Point annotation records

* START *

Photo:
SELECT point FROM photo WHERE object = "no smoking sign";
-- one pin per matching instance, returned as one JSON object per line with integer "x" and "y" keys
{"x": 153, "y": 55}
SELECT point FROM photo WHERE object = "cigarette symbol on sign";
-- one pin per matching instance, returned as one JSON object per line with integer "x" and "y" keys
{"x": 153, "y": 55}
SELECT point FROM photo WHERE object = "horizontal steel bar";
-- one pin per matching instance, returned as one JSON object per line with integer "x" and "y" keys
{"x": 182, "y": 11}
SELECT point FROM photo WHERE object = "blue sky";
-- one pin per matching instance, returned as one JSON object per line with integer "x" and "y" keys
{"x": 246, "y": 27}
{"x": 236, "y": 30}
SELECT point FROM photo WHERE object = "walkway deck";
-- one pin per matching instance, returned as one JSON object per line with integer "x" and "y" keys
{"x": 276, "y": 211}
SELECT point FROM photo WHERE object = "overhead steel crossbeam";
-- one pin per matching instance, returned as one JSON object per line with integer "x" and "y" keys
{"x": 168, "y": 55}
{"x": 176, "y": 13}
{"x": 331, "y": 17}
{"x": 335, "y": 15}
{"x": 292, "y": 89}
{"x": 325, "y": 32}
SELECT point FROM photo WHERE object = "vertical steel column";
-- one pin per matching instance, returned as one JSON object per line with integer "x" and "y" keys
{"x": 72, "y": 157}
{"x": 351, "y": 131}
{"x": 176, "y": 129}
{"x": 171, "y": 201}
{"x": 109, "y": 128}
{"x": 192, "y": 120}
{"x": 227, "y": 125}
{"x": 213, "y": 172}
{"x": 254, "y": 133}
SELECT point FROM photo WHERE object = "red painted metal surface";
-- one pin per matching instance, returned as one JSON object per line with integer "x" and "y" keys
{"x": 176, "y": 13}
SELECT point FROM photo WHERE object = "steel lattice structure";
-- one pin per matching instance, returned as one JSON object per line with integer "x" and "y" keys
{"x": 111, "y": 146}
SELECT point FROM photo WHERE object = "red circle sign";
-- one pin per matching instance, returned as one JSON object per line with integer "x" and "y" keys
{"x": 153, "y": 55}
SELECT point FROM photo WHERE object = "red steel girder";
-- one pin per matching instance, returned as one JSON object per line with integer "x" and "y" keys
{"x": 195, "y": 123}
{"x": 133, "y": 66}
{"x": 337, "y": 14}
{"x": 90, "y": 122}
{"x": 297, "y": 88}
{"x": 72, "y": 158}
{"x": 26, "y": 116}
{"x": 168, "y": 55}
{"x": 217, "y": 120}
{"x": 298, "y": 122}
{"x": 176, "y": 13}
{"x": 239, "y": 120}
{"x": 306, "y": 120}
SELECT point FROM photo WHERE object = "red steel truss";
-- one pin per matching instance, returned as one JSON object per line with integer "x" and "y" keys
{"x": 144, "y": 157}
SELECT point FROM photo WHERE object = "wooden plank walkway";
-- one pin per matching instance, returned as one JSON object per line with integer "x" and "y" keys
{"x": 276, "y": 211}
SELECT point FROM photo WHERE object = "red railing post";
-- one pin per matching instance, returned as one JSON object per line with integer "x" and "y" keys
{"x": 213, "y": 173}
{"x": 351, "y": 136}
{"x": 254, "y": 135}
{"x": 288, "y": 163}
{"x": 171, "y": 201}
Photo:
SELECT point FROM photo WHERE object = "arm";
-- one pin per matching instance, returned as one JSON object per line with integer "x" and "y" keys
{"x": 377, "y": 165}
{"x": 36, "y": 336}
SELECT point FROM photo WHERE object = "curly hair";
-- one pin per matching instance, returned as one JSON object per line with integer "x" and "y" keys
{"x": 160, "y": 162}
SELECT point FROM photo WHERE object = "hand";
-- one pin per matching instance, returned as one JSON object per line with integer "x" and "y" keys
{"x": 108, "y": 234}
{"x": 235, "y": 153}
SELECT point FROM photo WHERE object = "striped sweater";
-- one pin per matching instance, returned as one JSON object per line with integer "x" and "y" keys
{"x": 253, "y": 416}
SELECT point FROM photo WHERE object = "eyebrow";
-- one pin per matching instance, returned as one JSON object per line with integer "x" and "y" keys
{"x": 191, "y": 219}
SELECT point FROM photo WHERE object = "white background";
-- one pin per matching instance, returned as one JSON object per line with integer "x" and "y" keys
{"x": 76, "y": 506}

* END *

→ Directive
Copy every record exactly, with nothing added or dropped.

→ Exercise answer
Photo:
SELECT point FROM photo WHERE object = "no smoking sign";
-- one pin per matching instance, returned as one JSON object per line with integer "x" and "y" keys
{"x": 153, "y": 55}
SELECT point FROM photo WHERE object = "cigarette symbol on sign";
-- one pin per matching instance, returned as one JSON object per line with integer "x" and "y" keys
{"x": 153, "y": 55}
SELECT point FROM photo WHERE object = "horizontal steel bar";
-- one pin per matching instance, returned as one JSON object per line with integer "x" and "y" keys
{"x": 182, "y": 11}
SELECT point FROM photo WHERE object = "blue sky";
-- one pin per matching instance, returned as one JSON object per line with integer "x" and "y" keys
{"x": 246, "y": 27}
{"x": 236, "y": 30}
SELECT point FROM photo WHERE object = "walkway deck";
-- one pin per matching instance, returned as one JSON object per line with integer "x" and "y" keys
{"x": 276, "y": 211}
SELECT point FROM photo WHERE object = "overhead steel crossbeam";
-- one pin per matching instance, returned as one JSON object per line with integer "x" and "y" keys
{"x": 168, "y": 55}
{"x": 176, "y": 13}
{"x": 331, "y": 17}
{"x": 335, "y": 15}
{"x": 292, "y": 89}
{"x": 325, "y": 32}
SELECT point FROM photo WHERE object = "vertical steel column";
-- one pin per matching instance, returned as one JSON object per line with integer "x" and "y" keys
{"x": 72, "y": 157}
{"x": 351, "y": 131}
{"x": 176, "y": 129}
{"x": 171, "y": 201}
{"x": 109, "y": 128}
{"x": 192, "y": 120}
{"x": 227, "y": 125}
{"x": 213, "y": 172}
{"x": 254, "y": 133}
SELECT point FROM photo WHERE object = "red painted metal surface";
-- one pin per matching instance, returned as one JSON object per line with integer "x" and "y" keys
{"x": 176, "y": 13}
SELECT point FROM photo WHERE object = "steel lattice structure";
-- one pin per matching instance, returned as one JSON object per line with integer "x" and "y" keys
{"x": 111, "y": 146}
SELECT point FROM photo WHERE object = "red circle sign";
-- one pin per matching instance, returned as one JSON object per line with integer "x" and "y" keys
{"x": 153, "y": 55}
SELECT point FROM photo WHERE object = "red steel girder";
-- one pin per matching instance, returned as one JSON object per line with integer "x" and "y" keys
{"x": 195, "y": 123}
{"x": 133, "y": 66}
{"x": 337, "y": 14}
{"x": 90, "y": 122}
{"x": 297, "y": 88}
{"x": 72, "y": 158}
{"x": 26, "y": 116}
{"x": 168, "y": 55}
{"x": 217, "y": 120}
{"x": 298, "y": 122}
{"x": 176, "y": 13}
{"x": 239, "y": 120}
{"x": 306, "y": 120}
SELECT point FROM photo WHERE object = "red steel truss";
-- one pin per matching instance, returned as one JSON object per line with integer "x" and "y" keys
{"x": 144, "y": 157}
SELECT point FROM photo WHERE object = "wooden plank walkway";
-- one pin per matching instance, returned as one JSON object per line with integer "x" and "y" keys
{"x": 276, "y": 211}
SELECT point FROM photo WHERE object = "red railing post";
-- one pin per matching instance, returned as one JSON object per line with integer "x" and "y" keys
{"x": 213, "y": 173}
{"x": 351, "y": 136}
{"x": 254, "y": 135}
{"x": 288, "y": 163}
{"x": 171, "y": 201}
Photo:
SELECT point FROM photo WHERE object = "arm";
-- one pin per matching instance, returned as one JSON object per line with integer "x" and "y" keys
{"x": 377, "y": 165}
{"x": 36, "y": 336}
SELECT point FROM photo WHERE object = "curly hair";
-- one pin per matching instance, returned as one JSON object per line with integer "x" and "y" keys
{"x": 160, "y": 162}
SELECT point FROM photo WHERE object = "hand";
-- one pin per matching instance, returned as one JSON object per line with integer "x" and "y" keys
{"x": 108, "y": 234}
{"x": 235, "y": 153}
SELECT point FROM photo WHERE object = "striped sweater";
-- one pin per matching instance, returned as one JSON object per line with integer "x" and "y" keys
{"x": 253, "y": 416}
SELECT point FROM photo WHERE object = "eyebrow";
-- one pin per matching instance, returned as one JSON object per line with integer "x" and "y" keys
{"x": 191, "y": 219}
SELECT point FROM photo WHERE object = "white background";
-- one pin per matching instance, returned as one JSON object per line with integer "x" and "y" keys
{"x": 76, "y": 506}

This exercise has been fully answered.